** EXERCISE OBJECTIVE **
From the listing below, extract every line in which the word "metal" appears.

** INFORMATION PROVIDED **
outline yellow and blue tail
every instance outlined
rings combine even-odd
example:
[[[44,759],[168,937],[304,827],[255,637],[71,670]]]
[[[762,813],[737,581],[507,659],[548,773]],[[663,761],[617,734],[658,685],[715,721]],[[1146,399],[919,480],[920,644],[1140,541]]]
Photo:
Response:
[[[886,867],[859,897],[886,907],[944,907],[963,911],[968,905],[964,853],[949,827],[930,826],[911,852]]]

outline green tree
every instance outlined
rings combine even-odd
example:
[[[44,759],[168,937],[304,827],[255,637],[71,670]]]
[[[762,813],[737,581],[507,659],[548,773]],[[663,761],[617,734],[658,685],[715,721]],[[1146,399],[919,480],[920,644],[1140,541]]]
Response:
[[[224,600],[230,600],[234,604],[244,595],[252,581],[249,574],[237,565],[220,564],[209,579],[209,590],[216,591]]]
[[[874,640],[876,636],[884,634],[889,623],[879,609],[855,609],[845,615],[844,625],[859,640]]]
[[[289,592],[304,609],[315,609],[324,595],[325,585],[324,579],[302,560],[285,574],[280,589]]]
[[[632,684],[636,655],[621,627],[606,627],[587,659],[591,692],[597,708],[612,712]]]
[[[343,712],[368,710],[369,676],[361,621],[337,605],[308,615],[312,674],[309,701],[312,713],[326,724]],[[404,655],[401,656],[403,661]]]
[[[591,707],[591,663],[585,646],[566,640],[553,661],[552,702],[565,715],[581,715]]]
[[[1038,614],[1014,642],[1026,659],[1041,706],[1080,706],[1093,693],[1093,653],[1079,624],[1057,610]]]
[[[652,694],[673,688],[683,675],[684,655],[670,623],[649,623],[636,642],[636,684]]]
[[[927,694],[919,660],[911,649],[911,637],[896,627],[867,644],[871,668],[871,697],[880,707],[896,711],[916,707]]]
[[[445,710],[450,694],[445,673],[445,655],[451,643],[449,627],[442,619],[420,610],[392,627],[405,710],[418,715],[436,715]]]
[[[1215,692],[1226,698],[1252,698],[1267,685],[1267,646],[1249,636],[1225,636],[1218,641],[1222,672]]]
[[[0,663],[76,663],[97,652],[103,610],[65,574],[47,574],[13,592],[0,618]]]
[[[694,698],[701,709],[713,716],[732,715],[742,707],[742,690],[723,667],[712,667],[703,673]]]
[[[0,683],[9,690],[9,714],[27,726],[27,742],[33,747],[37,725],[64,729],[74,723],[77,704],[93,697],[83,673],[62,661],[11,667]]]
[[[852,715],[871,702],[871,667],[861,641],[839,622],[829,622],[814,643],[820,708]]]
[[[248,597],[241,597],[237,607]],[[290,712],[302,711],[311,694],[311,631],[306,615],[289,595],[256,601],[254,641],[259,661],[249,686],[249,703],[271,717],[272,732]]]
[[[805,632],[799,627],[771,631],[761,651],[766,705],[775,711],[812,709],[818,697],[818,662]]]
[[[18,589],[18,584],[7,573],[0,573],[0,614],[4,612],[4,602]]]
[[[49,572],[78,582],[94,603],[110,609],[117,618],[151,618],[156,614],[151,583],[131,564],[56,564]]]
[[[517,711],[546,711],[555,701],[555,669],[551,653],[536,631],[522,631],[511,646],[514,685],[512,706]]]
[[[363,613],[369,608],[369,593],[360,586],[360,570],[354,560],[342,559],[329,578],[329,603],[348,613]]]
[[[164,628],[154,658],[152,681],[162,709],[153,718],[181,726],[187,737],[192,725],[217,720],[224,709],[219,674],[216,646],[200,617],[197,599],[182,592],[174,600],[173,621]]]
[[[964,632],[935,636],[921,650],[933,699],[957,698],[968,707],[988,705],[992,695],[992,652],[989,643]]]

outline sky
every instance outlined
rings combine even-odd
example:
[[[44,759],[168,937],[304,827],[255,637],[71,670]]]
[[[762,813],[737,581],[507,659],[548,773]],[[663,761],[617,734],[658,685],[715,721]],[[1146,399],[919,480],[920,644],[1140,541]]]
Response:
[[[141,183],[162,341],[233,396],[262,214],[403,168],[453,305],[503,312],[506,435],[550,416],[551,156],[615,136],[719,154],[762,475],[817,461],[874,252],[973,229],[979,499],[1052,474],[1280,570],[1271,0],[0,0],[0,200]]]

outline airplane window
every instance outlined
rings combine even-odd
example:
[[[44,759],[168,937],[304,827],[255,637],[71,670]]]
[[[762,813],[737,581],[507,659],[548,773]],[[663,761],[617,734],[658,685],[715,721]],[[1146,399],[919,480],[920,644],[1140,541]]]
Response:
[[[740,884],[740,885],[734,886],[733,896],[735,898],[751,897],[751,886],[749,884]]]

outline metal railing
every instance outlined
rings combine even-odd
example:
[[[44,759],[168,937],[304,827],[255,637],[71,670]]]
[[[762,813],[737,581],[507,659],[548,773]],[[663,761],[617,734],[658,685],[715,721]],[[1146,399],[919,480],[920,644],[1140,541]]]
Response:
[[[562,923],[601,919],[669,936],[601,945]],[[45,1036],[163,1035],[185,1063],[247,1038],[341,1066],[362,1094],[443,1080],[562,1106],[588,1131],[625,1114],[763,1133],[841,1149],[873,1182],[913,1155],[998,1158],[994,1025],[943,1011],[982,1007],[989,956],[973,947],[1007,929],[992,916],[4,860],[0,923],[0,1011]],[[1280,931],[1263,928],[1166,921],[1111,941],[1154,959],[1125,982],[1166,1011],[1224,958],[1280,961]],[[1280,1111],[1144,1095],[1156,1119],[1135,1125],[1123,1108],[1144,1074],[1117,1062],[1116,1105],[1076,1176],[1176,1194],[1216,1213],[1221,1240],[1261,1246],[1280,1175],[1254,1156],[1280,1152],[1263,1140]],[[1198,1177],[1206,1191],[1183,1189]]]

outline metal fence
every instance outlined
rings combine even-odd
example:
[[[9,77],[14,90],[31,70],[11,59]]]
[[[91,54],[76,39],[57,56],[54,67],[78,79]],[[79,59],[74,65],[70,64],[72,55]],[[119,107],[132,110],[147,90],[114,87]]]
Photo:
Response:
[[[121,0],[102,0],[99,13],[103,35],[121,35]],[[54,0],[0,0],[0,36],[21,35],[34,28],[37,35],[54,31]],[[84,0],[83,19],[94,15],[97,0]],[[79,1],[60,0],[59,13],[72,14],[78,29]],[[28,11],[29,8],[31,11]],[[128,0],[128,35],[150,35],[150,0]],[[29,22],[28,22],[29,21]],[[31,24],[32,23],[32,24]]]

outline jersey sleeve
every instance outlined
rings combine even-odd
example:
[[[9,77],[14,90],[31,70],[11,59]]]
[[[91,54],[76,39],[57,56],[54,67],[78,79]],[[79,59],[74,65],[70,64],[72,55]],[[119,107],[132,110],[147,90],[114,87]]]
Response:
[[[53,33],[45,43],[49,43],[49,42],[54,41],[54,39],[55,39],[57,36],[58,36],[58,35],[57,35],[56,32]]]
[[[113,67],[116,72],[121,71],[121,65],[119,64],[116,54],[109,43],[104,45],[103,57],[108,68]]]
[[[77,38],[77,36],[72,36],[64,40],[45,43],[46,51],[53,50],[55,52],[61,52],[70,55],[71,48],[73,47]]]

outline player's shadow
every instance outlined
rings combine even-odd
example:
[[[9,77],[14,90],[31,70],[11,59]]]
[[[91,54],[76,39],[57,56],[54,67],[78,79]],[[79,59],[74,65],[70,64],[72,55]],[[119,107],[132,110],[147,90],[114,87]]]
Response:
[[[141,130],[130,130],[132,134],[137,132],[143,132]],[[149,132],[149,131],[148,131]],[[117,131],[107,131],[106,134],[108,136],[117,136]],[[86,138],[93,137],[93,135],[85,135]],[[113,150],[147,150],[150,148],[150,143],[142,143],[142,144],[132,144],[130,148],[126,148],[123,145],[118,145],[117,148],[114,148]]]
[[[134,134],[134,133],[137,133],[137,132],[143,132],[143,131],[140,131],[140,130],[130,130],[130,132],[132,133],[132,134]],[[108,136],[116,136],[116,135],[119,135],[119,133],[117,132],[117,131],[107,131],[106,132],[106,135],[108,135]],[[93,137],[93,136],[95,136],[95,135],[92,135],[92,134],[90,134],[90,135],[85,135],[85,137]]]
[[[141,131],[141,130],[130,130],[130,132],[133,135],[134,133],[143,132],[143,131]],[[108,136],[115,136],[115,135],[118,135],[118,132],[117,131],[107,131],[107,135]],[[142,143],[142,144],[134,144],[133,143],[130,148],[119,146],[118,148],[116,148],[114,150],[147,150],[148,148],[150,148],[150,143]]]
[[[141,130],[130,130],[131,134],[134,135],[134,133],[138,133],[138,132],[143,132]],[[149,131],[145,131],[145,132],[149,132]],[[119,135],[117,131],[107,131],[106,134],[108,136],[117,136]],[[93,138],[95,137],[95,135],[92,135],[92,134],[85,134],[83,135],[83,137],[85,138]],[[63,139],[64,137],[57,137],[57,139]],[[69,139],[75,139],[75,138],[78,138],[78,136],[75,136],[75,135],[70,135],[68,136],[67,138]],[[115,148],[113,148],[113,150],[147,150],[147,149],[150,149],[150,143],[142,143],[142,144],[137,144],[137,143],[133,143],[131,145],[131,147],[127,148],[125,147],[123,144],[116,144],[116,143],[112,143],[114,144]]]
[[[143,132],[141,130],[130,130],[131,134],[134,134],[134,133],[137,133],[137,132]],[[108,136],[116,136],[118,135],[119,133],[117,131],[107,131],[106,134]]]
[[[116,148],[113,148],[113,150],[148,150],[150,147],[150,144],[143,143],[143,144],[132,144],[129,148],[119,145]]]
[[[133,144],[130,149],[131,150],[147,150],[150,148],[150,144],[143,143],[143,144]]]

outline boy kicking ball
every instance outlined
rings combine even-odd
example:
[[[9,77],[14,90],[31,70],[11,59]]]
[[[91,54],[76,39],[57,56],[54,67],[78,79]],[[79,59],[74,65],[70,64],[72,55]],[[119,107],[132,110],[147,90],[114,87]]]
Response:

** OUTPUT FOR THIS EXERCISE **
outline metal railing
outline metal fence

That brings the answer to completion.